▶ EXERCISE PROMPT
Produce as output only the lines below starting at the line with "x=182, y=260" and continuing through the line with "x=359, y=176", each one exactly as written.

▶ Dataset entries

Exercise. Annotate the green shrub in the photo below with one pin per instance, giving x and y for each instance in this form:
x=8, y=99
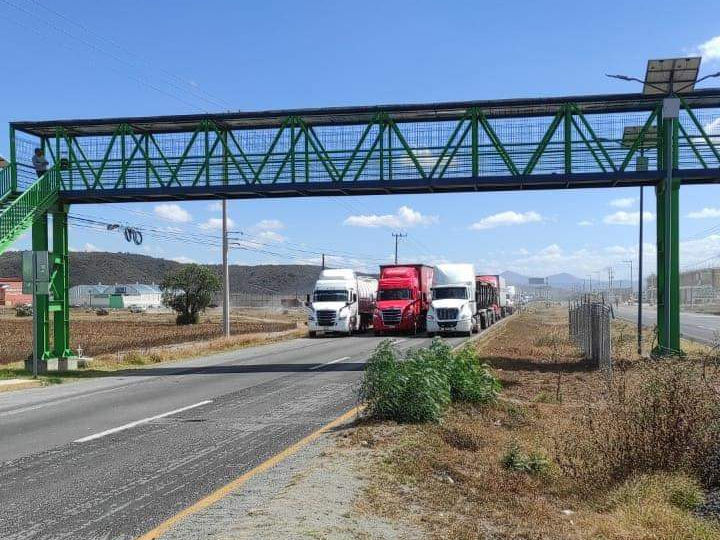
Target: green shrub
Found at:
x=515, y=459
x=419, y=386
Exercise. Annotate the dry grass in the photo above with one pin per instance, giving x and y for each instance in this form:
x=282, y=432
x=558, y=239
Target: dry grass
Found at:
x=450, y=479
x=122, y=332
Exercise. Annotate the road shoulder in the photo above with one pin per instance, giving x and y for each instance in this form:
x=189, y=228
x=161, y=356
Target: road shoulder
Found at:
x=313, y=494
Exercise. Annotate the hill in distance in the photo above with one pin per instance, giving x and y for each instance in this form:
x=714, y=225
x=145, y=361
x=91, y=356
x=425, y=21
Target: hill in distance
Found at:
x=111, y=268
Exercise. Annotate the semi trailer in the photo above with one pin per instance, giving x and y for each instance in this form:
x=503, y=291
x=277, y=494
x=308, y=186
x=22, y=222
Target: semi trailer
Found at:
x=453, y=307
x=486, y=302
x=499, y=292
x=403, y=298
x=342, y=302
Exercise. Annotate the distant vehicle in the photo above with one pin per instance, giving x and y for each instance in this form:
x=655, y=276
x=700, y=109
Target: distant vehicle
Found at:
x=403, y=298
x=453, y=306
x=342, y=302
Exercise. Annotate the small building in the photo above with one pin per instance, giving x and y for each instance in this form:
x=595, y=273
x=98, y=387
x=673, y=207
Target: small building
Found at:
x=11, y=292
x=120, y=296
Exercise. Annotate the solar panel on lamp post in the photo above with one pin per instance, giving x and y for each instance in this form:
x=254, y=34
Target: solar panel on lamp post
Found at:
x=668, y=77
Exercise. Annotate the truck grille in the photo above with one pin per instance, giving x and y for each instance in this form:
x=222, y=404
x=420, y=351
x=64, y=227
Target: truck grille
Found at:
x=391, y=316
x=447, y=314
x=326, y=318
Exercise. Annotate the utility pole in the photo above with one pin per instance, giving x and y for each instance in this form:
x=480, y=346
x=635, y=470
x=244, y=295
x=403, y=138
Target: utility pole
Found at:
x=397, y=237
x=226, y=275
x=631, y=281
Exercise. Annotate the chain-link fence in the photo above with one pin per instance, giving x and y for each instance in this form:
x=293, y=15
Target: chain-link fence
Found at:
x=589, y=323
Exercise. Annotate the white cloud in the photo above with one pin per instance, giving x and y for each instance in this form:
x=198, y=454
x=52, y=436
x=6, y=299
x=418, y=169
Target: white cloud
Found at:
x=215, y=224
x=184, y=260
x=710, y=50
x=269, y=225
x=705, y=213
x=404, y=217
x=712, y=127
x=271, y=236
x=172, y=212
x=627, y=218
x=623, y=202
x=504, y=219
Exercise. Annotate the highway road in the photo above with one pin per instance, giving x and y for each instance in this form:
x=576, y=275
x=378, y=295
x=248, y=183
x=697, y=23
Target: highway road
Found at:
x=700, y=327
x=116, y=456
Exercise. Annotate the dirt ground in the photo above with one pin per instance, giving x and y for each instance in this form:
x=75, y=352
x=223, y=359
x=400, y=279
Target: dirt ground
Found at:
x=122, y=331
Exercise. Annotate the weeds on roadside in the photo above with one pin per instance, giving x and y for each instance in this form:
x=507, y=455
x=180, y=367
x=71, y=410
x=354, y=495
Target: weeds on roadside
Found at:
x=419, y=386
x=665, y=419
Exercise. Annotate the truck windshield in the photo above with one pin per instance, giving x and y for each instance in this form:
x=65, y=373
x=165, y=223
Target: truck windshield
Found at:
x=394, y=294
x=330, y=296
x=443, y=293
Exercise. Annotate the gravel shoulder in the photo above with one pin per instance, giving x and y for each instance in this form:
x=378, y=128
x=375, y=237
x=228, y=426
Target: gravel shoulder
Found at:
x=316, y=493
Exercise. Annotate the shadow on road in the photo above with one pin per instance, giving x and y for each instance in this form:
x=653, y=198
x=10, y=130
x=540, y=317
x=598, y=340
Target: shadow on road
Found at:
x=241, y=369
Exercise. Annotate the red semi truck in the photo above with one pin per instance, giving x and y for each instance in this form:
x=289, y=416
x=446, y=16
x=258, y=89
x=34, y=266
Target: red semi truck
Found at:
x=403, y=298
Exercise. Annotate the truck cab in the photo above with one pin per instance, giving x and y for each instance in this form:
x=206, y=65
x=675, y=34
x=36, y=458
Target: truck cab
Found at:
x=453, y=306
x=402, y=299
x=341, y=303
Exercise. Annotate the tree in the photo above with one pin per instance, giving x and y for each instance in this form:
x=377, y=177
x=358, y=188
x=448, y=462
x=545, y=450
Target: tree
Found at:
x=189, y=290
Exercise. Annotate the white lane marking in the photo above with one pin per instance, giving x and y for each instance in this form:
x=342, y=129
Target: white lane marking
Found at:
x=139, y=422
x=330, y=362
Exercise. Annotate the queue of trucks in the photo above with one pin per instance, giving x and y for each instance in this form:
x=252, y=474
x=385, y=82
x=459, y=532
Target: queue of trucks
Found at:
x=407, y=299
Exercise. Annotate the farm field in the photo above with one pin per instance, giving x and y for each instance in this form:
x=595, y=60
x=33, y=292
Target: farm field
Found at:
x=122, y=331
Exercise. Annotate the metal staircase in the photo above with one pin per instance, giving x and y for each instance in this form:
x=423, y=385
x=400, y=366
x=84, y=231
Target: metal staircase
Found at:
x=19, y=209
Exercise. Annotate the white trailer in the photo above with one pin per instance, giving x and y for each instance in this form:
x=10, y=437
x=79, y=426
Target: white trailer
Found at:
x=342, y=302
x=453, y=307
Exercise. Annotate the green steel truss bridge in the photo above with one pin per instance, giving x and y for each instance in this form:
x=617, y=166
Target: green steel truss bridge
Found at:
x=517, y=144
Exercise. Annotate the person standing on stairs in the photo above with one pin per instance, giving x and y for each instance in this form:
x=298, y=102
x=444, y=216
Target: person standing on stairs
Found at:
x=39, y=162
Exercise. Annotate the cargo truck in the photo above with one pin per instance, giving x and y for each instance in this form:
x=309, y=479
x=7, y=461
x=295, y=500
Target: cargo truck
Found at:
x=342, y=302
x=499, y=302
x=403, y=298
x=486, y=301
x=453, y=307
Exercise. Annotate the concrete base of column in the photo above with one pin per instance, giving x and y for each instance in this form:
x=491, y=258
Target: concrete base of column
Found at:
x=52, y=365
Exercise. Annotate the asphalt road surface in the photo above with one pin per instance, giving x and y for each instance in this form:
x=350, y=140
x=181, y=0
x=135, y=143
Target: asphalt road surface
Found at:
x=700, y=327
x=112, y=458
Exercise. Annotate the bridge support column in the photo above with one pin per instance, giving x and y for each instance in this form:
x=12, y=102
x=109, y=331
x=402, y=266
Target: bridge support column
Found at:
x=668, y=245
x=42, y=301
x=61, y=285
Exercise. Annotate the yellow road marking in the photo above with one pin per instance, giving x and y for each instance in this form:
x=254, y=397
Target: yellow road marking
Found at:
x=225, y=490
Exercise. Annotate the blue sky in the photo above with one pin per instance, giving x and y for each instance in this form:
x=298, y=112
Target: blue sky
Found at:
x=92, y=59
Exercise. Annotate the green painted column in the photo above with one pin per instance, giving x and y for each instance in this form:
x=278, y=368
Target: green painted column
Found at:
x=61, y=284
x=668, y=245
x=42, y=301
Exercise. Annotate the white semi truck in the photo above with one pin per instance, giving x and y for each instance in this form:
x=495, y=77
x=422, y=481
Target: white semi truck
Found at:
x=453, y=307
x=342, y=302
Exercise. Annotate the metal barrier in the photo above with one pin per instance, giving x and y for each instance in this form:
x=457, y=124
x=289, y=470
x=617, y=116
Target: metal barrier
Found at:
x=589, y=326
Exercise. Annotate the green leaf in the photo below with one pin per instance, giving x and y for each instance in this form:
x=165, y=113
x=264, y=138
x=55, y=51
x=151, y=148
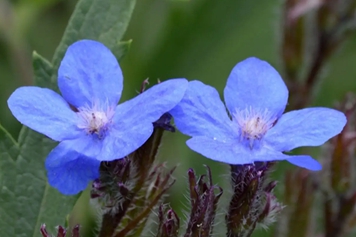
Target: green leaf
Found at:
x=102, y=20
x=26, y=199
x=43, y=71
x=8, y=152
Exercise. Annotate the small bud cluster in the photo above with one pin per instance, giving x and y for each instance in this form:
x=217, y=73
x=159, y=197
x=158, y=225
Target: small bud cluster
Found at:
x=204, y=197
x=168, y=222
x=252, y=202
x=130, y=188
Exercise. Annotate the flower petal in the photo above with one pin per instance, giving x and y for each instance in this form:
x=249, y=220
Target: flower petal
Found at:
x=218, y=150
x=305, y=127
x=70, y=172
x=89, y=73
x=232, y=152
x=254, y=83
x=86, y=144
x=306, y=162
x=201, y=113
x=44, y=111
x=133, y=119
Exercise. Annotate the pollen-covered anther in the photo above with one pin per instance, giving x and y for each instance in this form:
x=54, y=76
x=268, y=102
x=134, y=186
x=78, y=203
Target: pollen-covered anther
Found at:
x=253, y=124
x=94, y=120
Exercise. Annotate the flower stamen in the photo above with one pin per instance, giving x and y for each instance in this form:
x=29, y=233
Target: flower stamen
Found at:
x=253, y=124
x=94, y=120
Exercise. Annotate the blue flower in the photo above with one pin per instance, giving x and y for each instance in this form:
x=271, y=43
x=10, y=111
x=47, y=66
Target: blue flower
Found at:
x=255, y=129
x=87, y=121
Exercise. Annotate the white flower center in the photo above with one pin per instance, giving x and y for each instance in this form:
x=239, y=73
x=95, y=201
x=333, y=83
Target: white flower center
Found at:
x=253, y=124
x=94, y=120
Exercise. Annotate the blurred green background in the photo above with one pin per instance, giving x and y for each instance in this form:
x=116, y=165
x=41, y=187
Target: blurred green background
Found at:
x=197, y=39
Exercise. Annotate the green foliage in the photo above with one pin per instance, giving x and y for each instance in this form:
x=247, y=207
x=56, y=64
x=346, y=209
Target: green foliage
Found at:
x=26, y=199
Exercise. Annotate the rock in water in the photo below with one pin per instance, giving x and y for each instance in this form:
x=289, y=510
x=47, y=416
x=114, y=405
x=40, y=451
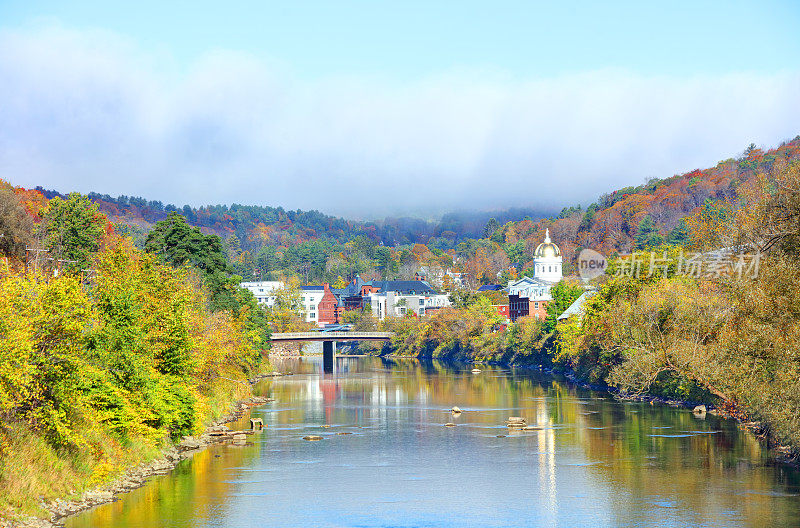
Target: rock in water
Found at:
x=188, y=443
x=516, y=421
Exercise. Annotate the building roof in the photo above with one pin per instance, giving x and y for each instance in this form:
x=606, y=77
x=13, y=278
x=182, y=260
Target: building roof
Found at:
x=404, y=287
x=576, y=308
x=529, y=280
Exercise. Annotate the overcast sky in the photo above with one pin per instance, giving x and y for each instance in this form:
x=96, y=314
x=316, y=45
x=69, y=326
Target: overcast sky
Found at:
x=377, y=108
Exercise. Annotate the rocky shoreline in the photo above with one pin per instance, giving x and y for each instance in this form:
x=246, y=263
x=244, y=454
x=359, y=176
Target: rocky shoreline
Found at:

▶ REPLY TO THE TASK
x=182, y=260
Target: building roof
Found at:
x=404, y=287
x=576, y=308
x=529, y=280
Exercise. Annotate the overcast sky in the photo above with one pin per instance, giving x and y for each instance in this form:
x=96, y=314
x=316, y=45
x=69, y=326
Target: overcast sky
Found at:
x=377, y=108
Exercise. Annotate the rocky shoreline in the photo above with one pin per instance, giving x and y for each instance in this form:
x=246, y=263
x=244, y=454
x=359, y=176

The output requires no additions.